(Extract to read)
Firstly, I must just say I JPB has done a great job on sorting your thoughts. The way of discussion that was held is usually a very good guide, so whatever you feel after discussing this with JPB might be a much stronger and trustworthy guide than what I'll say as a straightforward personal opinion on the situation.

However, I think you are in the situation where the affair man has tied you to himself mainly of his personal interest, and of course he doesn't want to lose you now. Why should he be happy to lose someone who agrees to share her love and devotion without putting any responsibilities on him, and accepts the game fully with his rules? I even think him saying he's hurt now does not necessarali mean what you think -- it might be that this way he's trying to play on your feelings, so that you wouldn't walk away.

I don't think he's very much in love with you, no. If he loved and respected you, he, in the first place, wouldn't wish you to end up in a relationship where you have nothing tangible. Ok, let's say he loves you and that's why he ended up trying to hold you with him -- but in that case he should really weight his marriage and relationship with you and make his choice. He obviously did that evaluation, but marriage appeared more precious -- and I seriously doubt whether this was caused by the sence of commitment alone.

I actually highly doubt whether there are serious issues in his family either, and would question the fact that his wife has lost intimacy... just because this is a common excuse for people who have affairs, but is not that often the real case. I know this might sound commonplace, but it is said that women have affairs when they lack something in their relationship, whilst men have affairs for what you can never have too much of. Plus, you mentioned that your relationship with him is rewarding, but he still chooses his wife over you. I think that makes the point.

(Stored records)
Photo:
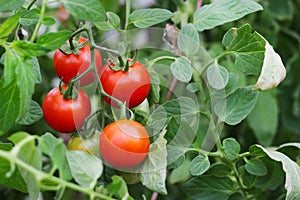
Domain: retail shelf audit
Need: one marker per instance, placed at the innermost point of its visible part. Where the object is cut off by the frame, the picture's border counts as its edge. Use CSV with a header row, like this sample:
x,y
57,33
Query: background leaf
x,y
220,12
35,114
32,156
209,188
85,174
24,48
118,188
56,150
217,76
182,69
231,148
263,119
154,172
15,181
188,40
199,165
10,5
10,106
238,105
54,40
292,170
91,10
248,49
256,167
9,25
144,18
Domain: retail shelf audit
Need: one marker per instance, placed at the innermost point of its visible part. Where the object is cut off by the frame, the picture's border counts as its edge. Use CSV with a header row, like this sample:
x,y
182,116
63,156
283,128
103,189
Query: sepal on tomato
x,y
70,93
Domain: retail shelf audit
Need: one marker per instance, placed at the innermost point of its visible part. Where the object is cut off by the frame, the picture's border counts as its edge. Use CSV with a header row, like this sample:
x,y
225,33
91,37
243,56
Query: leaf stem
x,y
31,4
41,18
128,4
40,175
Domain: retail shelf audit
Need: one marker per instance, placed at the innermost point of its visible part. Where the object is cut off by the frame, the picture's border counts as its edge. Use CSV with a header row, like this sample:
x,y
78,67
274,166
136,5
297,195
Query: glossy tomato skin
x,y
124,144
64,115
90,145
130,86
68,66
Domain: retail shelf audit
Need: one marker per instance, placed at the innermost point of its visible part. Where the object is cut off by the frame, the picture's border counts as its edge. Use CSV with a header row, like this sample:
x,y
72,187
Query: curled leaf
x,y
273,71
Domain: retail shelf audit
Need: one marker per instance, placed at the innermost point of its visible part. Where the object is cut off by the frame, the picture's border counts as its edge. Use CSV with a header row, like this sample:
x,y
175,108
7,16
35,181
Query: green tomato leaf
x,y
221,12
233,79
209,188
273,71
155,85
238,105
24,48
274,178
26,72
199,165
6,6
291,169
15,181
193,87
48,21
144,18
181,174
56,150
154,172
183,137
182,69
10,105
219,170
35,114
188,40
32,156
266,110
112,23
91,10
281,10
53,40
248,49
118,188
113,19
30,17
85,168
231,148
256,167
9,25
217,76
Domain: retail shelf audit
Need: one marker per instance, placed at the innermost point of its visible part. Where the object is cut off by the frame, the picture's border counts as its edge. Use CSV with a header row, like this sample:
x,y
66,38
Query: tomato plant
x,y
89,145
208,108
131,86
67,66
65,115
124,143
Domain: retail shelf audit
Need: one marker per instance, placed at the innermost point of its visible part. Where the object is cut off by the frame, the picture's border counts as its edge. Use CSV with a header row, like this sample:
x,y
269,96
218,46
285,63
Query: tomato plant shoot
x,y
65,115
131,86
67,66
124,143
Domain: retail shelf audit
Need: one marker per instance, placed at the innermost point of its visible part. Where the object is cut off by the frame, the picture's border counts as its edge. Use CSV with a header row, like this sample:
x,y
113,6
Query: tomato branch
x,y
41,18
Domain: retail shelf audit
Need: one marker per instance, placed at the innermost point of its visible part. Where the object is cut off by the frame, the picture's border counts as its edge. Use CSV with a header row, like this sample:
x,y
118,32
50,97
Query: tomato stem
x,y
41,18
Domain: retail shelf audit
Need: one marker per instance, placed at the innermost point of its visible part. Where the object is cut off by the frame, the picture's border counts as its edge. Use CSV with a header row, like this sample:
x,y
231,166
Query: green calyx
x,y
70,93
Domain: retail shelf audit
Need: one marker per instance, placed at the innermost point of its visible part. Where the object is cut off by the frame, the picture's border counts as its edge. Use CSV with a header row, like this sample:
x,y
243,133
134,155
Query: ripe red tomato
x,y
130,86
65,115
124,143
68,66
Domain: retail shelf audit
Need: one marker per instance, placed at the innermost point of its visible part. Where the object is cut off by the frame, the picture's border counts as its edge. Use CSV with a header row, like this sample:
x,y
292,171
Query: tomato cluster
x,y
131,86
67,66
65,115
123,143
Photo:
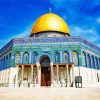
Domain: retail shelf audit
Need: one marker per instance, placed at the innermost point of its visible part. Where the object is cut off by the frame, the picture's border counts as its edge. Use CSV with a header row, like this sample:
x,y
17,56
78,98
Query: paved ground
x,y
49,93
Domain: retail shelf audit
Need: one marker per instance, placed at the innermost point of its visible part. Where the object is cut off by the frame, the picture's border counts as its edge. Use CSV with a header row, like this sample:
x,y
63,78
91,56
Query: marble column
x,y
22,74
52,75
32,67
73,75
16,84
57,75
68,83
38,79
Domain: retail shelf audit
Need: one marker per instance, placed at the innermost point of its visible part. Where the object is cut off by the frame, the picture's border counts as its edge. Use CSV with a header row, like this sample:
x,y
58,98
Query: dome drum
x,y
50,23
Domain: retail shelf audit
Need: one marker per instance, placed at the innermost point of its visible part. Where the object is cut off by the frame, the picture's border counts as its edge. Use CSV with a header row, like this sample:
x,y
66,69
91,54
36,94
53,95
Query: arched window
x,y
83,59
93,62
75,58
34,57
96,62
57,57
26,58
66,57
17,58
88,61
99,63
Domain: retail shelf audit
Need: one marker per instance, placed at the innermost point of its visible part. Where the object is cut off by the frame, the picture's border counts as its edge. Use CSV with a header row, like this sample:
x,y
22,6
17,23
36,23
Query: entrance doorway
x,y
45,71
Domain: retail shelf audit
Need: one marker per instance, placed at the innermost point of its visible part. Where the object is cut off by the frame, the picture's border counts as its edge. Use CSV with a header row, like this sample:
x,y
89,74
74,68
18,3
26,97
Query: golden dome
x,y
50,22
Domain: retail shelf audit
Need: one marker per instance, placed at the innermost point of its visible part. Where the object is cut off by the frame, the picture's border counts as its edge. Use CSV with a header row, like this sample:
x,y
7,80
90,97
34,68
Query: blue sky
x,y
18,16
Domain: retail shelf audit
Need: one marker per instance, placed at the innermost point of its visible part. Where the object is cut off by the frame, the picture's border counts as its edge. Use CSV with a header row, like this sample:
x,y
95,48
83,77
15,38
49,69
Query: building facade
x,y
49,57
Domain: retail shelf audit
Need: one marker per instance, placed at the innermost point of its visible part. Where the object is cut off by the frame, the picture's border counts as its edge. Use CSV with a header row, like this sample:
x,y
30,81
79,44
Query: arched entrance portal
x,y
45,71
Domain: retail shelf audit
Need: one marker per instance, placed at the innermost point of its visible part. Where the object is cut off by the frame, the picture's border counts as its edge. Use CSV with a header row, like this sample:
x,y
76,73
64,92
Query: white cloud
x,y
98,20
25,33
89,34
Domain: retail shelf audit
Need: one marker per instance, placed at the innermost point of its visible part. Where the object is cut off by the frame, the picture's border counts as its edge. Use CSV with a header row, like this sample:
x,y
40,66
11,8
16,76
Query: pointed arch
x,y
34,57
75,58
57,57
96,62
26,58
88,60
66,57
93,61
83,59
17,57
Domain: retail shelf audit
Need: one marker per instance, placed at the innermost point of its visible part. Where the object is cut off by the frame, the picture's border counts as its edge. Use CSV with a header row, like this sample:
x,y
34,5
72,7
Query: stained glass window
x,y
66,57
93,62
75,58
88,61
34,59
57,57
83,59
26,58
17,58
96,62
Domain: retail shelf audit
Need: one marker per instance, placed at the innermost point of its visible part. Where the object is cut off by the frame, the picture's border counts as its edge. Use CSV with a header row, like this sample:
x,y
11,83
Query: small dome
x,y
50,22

* * *

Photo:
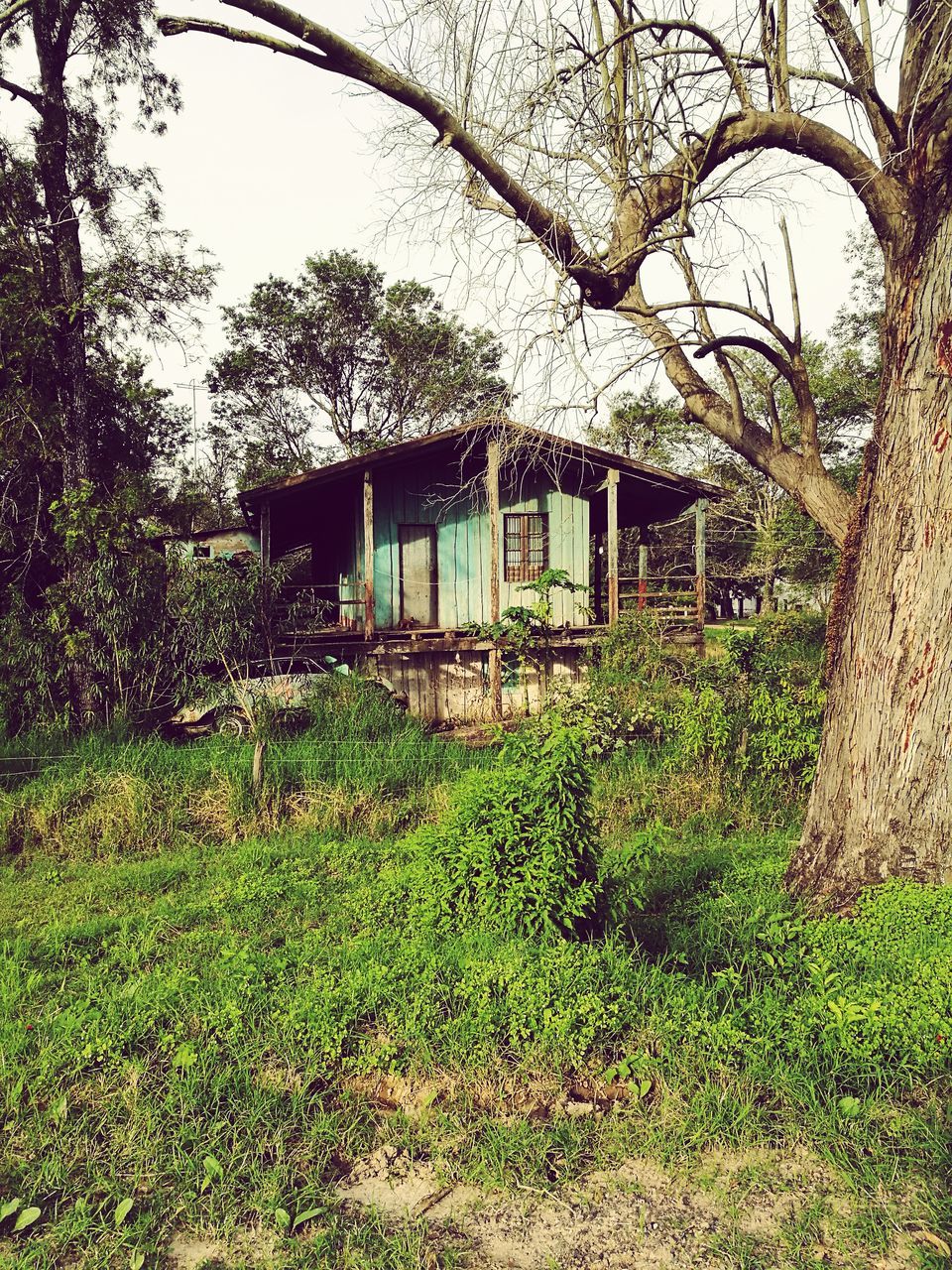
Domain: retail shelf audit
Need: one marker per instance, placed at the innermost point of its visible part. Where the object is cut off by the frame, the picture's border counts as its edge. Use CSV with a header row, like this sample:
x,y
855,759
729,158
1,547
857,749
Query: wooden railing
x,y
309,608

(Work required)
Continue the forum reply about the affair from its final sentence.

(The result)
Another thing is, it is nice of you to wish to be faithful to one or another man, but do you really think the affair guy deserves it?

So, long story short -- I would say, use the opportunity of the new guy coming along and try to develop a healthy relationship with him. It is a good chance to end the relationship that is, by common sence, unsound -- because you wouldn't walk away to be on your own for a while, you'd walk away having someone by you and having an opportunity to think what could be done in the future instead of what you lost in the past.

If you are so afraid to end one relationship before developing something new, then keep the contact with the old fellow for sometime (although this would only make things emotionally harder). And I think the math is very simple:

What you lose by doing this:
- a man who gladly uses your "service" but will never care enough to offer you something tangible;
- your feeling of security with the affair man, which is in fact visionary and deceptive, for there is no real security in such relationship. He does not offer you anything secure -- it is you yourself who trusts security might be there.
- by ending this, you also lose the opportunity to spend another 10 years being someone's another woman and not having life of your own. By the way, there is absolutely no guarantee he wouldn't reject you after those 10 years, maybe even for another affair. He'd still end up happily married and in an affair; you would end up brokenhearted and alone.

What you gain:
- an opportunity to develop a healthy relationship with this new guy, or, in case it does not work -- a sane freedom to find someone who would really value you and could offer true devotion.
- it is barely possible that the relationship with the affair guy will last forever. One day or another it will have to either end, either get another form. Another form is barely possible, which again means this will have to end. Thus, using the chance that life just offered you, you can end it sooner, walk out with almost smallest possible pain in your heart, and, in addition to that, have someone to turn to, who will help you to stay strong and will possibly keep you from coming back to the affair guy in the moments of weakness.
- you should also consider that by ending relationship with the affair guy, you relieve his wife from possible hurt. You say you've been cheated on, so you should understand what a big favor that would be for the lady.

This is the way I see it -- but you of course do your own calculation.